● **Kutipan Pilihan**

◇ ◇ ◇ ◇ ◇

Jakarta - Presiden Jokowi diminta mengevaluasi penggunaan kekuatan termasuk pemakaian gas air mata oleh aparat kepolisian.
Tragedi Kanjuruhan pada Sabtu, 1 Oktober 2022 malam, menjadi puncak dari kelalaian polisi dari sekian peristiwa lainnya ketika menggunakan gas air mata untuk mengamankan sebuah kejadian.
Belakangan terungkap gas air mata yang digunakan justru yang sudah kedaluwarsa. Sebagaimana pengakuan Kadiv Humas Polri, Irjen Dedi Prasetyo.
Dia kemudian mengklaim, gas air mata yang telah kedaluwarsa tidak berbahaya dan tidak menyebabkan kematian, dengan alasan zat kimianya sudah menurun.
Institute for Criminal Justice Reform (ICJR) membeber beberapa kejadian di Tanah Air dan luar negeri yang menggunakan kekuatan gas air mata, termasuk yang sudah kedaluwarsa.
Selain Tragedi Kanjuruhan, polisi pernah menggunakan gas air mata kedaluwarsa pada September 2019 saat unjuk rasa mahasiswa atas penolakan RUU KPK dan RKUHP di Gedung DPR/MPR.
Semula polisi membantah menggunakan gas air mata yang telah kedaluwarsa. Belakangan diakui Brigjen Dedi Prasetyo ketika menjabat Kepala Biro Penerangan Masyarakat Mabes Polri. Dedy juga menegaskan gas air mata yang telah kedaluwarsa tidak berbahaya.
Di luar negeri kejadian serupa juga berlangsung, seperti di Venezuela tahun 2014. Polisi menggunakan gas air mata kedaluwarsa membubarkan massa aksi unjuk rasa.
Soal gas air mata kedaluwarsa tidak berbahaya, ditampik oleh seorang ahli kimia Mónica Kräuter dari Simón Bolívar University, Venezuela.
Lewat sebuah penelitian, Monica menemukan justru penggunaan gas air mata yang telah kedaluwarsa dapat terurai menjadi gas sianida, fosgen, dan nitrogen.
Baca juga:
Tragedi Kanjuruhan, Mahfud: Kami Rasakan Ada Saling Lempar Tanggung Jawab
Sehingga senyawa-senyawa ini justru membuat gas air mata menjadi lebih berbahaya.

◇ ◇ ◇ ◇ ◇

● **Soal Latihan**
**1)** Ketik ulang bagian teks tentang gas air mata kedaluwarsa tanpa perubahan: mulai pada kata-kata yang memuat "Jakarta - Presiden" dan berhenti setelah "Irjen Dedi Prasetyo.".
**2)** Kumpulkan semua baris entri yang mengandung kata "background", lalu salin baris-baris itu tanpa diubah.
Teks tentang gas air mata kedaluwarsa tidak ada kaitannya dengan entri-entri data.

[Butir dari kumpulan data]
◇ ◇ ◇ ◇ ◇

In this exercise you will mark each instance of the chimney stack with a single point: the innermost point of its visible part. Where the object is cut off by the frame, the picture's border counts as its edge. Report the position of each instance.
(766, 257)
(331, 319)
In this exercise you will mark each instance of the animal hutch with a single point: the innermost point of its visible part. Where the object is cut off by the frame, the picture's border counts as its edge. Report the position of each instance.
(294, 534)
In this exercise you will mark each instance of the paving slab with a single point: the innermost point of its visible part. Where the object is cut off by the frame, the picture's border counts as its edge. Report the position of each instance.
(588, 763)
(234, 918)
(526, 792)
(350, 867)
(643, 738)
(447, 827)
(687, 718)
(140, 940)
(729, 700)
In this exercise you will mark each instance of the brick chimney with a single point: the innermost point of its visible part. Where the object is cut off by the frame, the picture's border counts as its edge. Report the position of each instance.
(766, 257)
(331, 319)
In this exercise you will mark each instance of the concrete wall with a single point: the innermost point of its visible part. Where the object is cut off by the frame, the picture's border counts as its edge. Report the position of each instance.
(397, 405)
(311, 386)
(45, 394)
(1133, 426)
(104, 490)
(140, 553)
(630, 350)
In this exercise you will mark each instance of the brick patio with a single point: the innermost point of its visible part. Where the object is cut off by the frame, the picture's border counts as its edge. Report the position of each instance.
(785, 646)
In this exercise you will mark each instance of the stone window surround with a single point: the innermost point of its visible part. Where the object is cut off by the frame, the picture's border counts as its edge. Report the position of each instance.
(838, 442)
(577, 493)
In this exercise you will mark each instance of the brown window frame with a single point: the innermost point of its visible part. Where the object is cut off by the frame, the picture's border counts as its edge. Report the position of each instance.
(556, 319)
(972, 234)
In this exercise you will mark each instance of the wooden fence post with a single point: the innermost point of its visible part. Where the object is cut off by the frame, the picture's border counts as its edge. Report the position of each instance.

◇ ◇ ◇ ◇ ◇

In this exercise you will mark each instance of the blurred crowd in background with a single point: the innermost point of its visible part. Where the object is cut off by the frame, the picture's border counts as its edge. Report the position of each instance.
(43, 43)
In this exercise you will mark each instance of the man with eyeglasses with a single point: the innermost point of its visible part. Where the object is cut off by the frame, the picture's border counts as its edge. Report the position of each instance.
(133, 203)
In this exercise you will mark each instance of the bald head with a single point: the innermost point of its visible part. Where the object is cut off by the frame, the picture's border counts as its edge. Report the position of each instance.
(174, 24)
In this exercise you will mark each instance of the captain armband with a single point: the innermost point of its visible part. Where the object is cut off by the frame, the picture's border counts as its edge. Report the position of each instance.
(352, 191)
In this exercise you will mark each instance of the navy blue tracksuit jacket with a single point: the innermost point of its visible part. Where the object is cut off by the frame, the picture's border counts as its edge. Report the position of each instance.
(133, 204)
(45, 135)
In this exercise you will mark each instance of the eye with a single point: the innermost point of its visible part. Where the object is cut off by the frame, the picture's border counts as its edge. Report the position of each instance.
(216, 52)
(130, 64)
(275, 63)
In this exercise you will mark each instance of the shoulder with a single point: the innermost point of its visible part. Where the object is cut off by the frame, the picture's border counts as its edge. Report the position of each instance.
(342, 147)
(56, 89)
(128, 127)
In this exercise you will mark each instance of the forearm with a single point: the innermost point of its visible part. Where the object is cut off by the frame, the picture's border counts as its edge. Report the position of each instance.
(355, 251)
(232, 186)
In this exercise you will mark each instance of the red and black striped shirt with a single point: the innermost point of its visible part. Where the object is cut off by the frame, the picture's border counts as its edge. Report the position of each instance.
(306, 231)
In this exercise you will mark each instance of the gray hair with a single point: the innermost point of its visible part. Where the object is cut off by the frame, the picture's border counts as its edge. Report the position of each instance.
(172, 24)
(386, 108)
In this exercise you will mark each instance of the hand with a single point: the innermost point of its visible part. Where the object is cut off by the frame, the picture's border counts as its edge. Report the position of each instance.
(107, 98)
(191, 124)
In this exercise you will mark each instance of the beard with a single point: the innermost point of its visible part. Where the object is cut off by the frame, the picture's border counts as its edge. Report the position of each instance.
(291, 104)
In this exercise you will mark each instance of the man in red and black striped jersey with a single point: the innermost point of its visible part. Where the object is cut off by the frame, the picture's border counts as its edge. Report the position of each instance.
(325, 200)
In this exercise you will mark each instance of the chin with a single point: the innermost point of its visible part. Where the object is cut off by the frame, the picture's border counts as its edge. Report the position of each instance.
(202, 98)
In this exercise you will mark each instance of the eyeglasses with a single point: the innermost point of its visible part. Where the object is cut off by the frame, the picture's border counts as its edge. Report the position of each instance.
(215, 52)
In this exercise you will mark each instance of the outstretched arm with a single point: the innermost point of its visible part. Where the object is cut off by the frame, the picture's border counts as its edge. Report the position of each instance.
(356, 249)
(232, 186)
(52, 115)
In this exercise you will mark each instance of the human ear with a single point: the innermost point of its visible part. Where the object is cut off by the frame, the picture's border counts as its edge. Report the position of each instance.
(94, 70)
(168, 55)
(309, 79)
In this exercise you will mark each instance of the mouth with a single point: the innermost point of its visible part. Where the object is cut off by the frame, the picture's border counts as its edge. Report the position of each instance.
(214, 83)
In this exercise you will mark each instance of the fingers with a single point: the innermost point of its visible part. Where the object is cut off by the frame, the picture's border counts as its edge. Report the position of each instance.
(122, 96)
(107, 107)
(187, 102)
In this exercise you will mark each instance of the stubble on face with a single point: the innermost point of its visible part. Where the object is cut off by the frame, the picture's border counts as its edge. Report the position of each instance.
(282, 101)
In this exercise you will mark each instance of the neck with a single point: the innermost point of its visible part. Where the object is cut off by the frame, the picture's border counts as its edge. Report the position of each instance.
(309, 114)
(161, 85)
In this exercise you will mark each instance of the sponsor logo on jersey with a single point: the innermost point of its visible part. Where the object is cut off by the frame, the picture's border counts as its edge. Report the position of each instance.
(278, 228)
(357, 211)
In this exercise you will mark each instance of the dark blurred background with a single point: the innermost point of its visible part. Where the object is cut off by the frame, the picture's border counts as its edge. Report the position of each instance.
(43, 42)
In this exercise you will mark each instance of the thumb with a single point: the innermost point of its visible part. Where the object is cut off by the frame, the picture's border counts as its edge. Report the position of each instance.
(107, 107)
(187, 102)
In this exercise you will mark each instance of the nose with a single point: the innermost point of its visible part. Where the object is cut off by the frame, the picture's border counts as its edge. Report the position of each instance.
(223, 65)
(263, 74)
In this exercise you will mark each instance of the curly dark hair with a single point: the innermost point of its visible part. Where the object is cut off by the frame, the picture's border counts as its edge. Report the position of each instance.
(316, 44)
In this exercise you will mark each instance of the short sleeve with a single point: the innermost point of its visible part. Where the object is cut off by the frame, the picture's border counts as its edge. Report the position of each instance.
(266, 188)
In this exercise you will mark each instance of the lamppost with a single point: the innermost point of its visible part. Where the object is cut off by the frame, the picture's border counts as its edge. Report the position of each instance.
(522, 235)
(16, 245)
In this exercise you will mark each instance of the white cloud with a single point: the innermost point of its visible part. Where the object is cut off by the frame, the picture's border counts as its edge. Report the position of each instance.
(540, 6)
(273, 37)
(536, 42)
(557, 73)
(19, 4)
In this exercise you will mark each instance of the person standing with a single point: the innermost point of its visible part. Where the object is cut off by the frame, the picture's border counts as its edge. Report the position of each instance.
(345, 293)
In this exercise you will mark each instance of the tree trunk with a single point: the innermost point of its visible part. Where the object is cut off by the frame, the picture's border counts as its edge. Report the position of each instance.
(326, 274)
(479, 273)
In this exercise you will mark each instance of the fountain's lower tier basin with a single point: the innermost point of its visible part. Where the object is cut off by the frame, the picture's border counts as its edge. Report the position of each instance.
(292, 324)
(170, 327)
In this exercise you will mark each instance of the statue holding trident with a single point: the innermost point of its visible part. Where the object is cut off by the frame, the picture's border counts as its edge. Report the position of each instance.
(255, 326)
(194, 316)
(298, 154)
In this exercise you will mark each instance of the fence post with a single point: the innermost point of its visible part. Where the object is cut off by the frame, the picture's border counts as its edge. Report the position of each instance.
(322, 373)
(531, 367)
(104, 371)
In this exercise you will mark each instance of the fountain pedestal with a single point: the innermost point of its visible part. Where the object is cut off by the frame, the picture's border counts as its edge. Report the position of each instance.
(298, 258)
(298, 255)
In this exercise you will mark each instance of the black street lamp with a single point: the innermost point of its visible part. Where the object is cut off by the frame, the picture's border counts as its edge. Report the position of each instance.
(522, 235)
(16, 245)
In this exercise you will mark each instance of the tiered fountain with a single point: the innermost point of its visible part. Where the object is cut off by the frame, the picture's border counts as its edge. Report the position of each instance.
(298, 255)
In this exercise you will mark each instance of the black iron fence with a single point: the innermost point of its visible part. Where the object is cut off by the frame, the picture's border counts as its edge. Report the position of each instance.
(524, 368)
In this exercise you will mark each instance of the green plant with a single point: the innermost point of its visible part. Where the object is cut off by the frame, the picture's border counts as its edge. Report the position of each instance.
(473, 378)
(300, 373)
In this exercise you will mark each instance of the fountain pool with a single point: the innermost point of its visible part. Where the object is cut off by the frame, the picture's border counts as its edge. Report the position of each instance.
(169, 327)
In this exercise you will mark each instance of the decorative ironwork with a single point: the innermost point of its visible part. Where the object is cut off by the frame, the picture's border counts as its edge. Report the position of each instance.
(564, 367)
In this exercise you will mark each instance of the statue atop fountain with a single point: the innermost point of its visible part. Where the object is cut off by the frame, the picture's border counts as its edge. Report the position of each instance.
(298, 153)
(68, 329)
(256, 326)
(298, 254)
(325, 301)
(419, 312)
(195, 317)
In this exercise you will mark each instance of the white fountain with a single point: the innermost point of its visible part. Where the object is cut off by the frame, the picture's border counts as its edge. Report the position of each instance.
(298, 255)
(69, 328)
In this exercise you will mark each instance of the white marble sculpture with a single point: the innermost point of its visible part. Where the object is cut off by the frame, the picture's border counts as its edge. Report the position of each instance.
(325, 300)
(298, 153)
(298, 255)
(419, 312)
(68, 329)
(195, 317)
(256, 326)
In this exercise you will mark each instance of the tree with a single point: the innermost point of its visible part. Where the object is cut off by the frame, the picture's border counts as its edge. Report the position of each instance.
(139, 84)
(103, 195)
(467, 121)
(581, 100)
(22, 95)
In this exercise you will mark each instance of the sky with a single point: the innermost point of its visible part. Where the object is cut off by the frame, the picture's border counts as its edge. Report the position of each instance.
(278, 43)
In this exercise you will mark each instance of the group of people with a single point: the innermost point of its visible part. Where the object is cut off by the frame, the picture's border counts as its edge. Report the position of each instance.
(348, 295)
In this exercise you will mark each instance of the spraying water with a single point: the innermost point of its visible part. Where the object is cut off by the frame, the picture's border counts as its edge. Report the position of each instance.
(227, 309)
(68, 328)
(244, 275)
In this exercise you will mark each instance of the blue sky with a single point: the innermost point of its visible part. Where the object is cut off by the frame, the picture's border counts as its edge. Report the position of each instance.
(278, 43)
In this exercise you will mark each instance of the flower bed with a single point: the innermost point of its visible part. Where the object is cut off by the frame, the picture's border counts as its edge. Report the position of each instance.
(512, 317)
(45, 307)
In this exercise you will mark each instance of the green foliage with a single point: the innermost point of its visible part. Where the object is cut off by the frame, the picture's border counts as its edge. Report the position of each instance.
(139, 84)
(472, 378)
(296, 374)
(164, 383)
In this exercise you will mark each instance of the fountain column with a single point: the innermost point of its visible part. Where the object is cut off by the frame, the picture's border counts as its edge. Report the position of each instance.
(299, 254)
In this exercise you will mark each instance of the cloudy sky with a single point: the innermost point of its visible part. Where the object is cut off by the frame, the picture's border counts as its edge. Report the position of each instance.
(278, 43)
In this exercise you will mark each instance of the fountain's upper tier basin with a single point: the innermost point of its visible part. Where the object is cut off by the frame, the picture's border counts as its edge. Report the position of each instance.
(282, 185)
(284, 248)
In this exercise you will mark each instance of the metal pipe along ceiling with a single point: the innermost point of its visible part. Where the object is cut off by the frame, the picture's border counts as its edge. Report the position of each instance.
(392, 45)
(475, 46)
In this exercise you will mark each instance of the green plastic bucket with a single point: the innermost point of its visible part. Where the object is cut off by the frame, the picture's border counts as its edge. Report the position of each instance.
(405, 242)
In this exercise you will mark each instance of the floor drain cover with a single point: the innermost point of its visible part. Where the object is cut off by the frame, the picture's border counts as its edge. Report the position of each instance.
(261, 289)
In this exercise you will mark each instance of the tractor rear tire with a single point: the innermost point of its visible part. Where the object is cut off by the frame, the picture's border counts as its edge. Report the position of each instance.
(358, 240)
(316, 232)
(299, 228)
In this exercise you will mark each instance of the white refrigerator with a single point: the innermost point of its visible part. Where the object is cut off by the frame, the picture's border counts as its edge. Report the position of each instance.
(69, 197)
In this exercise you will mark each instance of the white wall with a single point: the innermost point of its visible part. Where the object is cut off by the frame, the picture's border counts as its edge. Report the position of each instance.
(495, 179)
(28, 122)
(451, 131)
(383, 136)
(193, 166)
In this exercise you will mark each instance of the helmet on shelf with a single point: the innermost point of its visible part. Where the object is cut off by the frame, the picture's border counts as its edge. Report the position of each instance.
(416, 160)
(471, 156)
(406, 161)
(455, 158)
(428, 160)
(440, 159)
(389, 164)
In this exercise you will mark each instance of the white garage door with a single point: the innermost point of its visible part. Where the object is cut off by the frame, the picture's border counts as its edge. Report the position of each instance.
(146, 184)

◇ ◇ ◇ ◇ ◇

● **Hasil Latihan**
**1)**
Jakarta - Presiden Jokowi diminta mengevaluasi penggunaan kekuatan termasuk pemakaian gas air mata oleh aparat kepolisian.
Tragedi Kanjuruhan pada Sabtu, 1 Oktober 2022 malam, menjadi puncak dari kelalaian polisi dari sekian peristiwa lainnya ketika menggunakan gas air mata untuk mengamankan sebuah kejadian.
Belakangan terungkap gas air mata yang digunakan justru yang sudah kedaluwarsa. Sebagaimana pengakuan Kadiv Humas Polri, Irjen Dedi Prasetyo.

**2)**
In this exercise you will mark each instance of the blurred crowd in background with a single point: the innermost point of its visible part. Where the object is cut off by the frame, the picture's border counts as its edge. Report the position of each instance.
In this exercise you will mark each instance of the dark blurred background with a single point: the innermost point of its visible part. Where the object is cut off by the frame, the picture's border counts as its edge. Report the position of each instance.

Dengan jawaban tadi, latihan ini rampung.